BEGIN
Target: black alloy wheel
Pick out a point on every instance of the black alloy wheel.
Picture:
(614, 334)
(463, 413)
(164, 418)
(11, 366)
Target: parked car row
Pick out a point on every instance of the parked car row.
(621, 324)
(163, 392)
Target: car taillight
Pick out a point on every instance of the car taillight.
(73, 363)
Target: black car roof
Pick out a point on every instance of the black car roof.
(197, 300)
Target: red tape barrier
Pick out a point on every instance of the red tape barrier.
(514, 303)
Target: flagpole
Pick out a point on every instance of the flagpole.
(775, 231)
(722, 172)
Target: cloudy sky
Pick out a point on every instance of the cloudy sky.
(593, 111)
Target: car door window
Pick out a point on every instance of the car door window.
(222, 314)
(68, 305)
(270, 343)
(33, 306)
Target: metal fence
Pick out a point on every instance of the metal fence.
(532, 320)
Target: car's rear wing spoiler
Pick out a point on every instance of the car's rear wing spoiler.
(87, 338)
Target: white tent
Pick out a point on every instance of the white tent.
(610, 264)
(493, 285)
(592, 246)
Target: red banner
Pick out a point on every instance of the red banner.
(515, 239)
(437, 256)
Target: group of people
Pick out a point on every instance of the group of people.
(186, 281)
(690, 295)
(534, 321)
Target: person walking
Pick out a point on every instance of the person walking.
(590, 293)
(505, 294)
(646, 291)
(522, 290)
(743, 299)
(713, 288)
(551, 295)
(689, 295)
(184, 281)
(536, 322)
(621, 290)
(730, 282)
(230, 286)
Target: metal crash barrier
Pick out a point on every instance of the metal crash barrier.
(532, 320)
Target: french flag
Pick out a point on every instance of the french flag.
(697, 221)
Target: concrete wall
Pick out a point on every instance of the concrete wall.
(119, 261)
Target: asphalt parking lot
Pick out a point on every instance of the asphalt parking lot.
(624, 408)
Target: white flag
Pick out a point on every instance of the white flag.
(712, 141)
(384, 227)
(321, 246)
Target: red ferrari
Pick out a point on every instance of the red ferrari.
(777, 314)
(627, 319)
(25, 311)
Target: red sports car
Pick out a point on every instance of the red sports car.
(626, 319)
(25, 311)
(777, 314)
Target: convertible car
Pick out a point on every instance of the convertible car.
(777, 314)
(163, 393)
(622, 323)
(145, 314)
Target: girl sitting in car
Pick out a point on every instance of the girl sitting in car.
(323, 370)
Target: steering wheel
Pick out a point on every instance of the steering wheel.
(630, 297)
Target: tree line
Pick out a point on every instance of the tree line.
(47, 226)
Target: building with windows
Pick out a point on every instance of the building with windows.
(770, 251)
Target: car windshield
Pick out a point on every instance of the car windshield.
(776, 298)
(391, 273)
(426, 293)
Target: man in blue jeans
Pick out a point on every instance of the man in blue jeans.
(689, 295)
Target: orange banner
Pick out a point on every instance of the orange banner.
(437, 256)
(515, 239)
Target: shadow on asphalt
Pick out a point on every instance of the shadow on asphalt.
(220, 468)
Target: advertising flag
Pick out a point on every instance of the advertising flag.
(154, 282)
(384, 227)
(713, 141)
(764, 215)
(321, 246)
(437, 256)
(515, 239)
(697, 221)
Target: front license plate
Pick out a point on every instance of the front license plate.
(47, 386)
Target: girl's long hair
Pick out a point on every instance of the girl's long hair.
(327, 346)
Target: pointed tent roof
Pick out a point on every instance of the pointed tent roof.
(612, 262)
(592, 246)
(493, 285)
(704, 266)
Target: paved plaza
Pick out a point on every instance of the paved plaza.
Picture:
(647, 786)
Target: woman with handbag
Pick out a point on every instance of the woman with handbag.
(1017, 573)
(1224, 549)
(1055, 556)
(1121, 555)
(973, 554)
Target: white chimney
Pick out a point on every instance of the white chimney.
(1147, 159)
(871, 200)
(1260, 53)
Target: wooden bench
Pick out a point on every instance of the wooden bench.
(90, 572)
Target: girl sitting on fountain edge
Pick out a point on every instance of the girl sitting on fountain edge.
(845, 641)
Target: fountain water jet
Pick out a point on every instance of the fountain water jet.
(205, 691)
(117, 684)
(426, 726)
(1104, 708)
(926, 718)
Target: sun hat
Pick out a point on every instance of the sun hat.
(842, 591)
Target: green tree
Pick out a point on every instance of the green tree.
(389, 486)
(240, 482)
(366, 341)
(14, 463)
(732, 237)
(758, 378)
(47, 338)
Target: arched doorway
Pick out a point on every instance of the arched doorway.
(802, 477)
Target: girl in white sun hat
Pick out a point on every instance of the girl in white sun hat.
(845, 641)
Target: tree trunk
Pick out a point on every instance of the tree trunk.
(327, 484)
END
Output the data above exactly, please, line for line.

Answer space:
Target: black alloy wheel
Pick out a point on every instance of the black alloy wheel.
Picture:
(614, 334)
(463, 413)
(164, 418)
(11, 366)
Target: parked car row
Pick out a point on every instance of the parked car row.
(621, 324)
(163, 392)
Target: car taillight
Pick out a point on every instance of the car taillight.
(73, 363)
Target: black car roof
Pick out a point on every instance of the black car roof.
(197, 300)
Target: red tape barrier
Pick out a point on every instance of the red tape barrier.
(514, 303)
Target: flagpole
Pick out a point on every instance of the flagpole.
(775, 231)
(722, 172)
Target: cloudy sky
Pick out a point on every instance of the cloudy sky.
(593, 111)
Target: car door window
Pick out a point on every instance of the car door window.
(222, 314)
(68, 305)
(270, 343)
(33, 306)
Target: metal fence
Pick out a point on every instance of the metal fence.
(532, 320)
Target: car's rear wing spoiler
Pick out a point on every instance of the car's rear wing spoiler.
(87, 338)
Target: white tent
Pick out a point on every instance of the white tent.
(610, 264)
(493, 285)
(592, 246)
Target: red banner
Pick out a point on every instance of the red banner.
(515, 239)
(437, 256)
Target: group of people
Pick out a point on every instance of the group of people.
(186, 281)
(690, 295)
(534, 321)
Target: person walking
Pick out a point on every instance of the person walking.
(590, 293)
(505, 294)
(646, 291)
(522, 290)
(743, 299)
(713, 288)
(551, 295)
(689, 295)
(184, 281)
(536, 322)
(621, 290)
(730, 282)
(230, 286)
Target: metal crash barrier
Pick out a point on every instance of the metal crash barrier.
(532, 320)
Target: french flag
Pick out a point on every instance of the french flag.
(697, 221)
Target: concrete wall
Pick out a point on every instance of the concrete wall.
(119, 261)
Target: asphalt parking lot
Pick out a point on every instance of the asphalt parking lot.
(624, 408)
Target: white flag
Pick out a point on every instance of the white flag.
(712, 141)
(384, 227)
(321, 246)
Target: red ferrari
Pick out a point on every instance of the red ferrari.
(777, 314)
(627, 319)
(25, 311)
Target: red sports car
Pick out a point on every instance of the red sports car.
(626, 319)
(25, 311)
(777, 314)
Target: convertible car
Pick out a point on every instance of the convertible car.
(777, 314)
(163, 393)
(622, 323)
(145, 314)
Target: girl sitting in car
Pick out a point on every instance of the girl sitting in car.
(323, 370)
Target: steering wheel
Pick out a point on every instance of the steering wheel.
(630, 297)
Target: tree line
Pick out a point on every instance of the tree line.
(47, 226)
Target: building with windows
Pick out a point on every instance of the building with windows.
(770, 251)
Target: car windshield
Pick out a point on every instance of the car windshield.
(776, 298)
(391, 273)
(426, 293)
Target: man in blue jeans
Pick out a point on every instance of the man in blue jeans.
(689, 295)
Target: orange banner
Pick out a point on every instance of the orange banner.
(437, 256)
(515, 239)
Target: shadow on asphalt
Pick out a point on every instance of the shadow on asphalt.
(220, 468)
Target: advertising flag
Pick out a point on every instance of the advertising flag.
(154, 282)
(384, 227)
(713, 141)
(764, 215)
(321, 246)
(437, 256)
(515, 239)
(697, 221)
Target: front license plate
Pick out a point on every instance of the front license plate.
(47, 386)
Target: girl's long hair
Pick out a point on every instance of the girl's long hair.
(327, 346)
Target: pointed tent roof
Pick out a point on every instance of the pointed tent roof.
(612, 262)
(592, 246)
(493, 285)
(704, 266)
Target: paved plaza
Pick out a point on every instance of the paved plaza.
Picture:
(647, 786)
Target: woman with handbag
Pick out a point on every instance of the woman with handbag.
(1017, 573)
(1224, 549)
(1055, 556)
(1121, 555)
(973, 554)
Target: white chimney
Pick out a point on every instance of the white chimney.
(1147, 159)
(871, 200)
(1260, 53)
Target: wooden bench
Pick out a point on every instance of the wooden bench.
(90, 572)
Target: girl sitting on fountain edge
Pick out a point on every instance of the girl sitting on fountain edge.
(845, 641)
Target: fountain water jet
Pick out a point on every instance of the fountain water jet.
(205, 691)
(117, 684)
(426, 726)
(1104, 708)
(926, 718)
Target: sun hat
Pick out a point on every instance of the sun hat.
(842, 591)
Target: green tree
Pick out a point on every instance of the green tree.
(389, 486)
(240, 482)
(366, 341)
(14, 463)
(732, 237)
(758, 378)
(47, 338)
Target: arched doorway
Pick out a point on every instance of the arched doorway.
(802, 477)
Target: girl in white sun hat
Pick out a point on every instance of the girl in white sun hat.
(845, 641)
Target: tree trunk
Pick out a point on every instance of the tree trunk.
(327, 484)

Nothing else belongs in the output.